Top of Excerpt provided
When 2-year-old Mason got sick last October, his doctors thought he had croup. But his cough wouldn't go away. Then one afternoon at day care, he woke up shaking uncontrollably.
“We rushed him to the doctor, and his labs showed that his hemoglobin was very low,” said Mason’s mom, Nikki Kleman. “They said we needed to go immediately to University of Minnesota Masonic Children’s Hospital.”
Once they arrived, Mason was admitted for a series of tests to determine the cause of his symptoms, including blood tests and a bone marrow biopsy.
“The Child-Family Life Services team came in to help us make him feel more comfortable,” Kleman remembered. “When they asked him what his favorite animal is, he said an owl.”
Armed with that information, Mason’s child life specialist returned with a stuffed owl that Mason quickly named O. She used the owl to help Mason understand his tests and feel more at ease.
“When Mason got an IV, O got an IV,” said Kleman. “When Mason got bandages, O got the same bandages. They were inseparable.”
After a bone marrow biopsy, Mason’s care team discovered the cause of his symptoms. They diagnosed him with B-cell acute lymphocytic leukemia—a type of blood cancer that starts in the white blood cells in the bone marrow. Mason would need to begin a long-term course of chemotherapy treatment.
In the months of treatment that followed, O remained by Mason’s side, bringing him comfort and helping him understand his treatments.
That is, until Mason accidentally left O behind during a recent hospitalization in June.
“We didn’t realize he was lost until Mason asked for him at bedtime,” Kleman said. “We tried giving him another owl, but it wasn’t the same. He wanted O.”
Bottom of Excerpt provided
Top of Dataset section
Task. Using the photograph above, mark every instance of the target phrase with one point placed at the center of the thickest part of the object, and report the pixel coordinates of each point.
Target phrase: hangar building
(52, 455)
Bottom of Dataset section
To do
Quote the first sentence of each passage in the article about Mason and the stuffed owl O where Kleman's own words are reported.

Problem solution
- “We rushed him to the doctor, and his labs showed that his hemoglobin was very low.”
- “The Child-Family Life Services team came in to help us make him feel more comfortable.”
- “When Mason got an IV, O got an IV.”
- “We didn’t realize he was lost until Mason asked for him at bedtime.”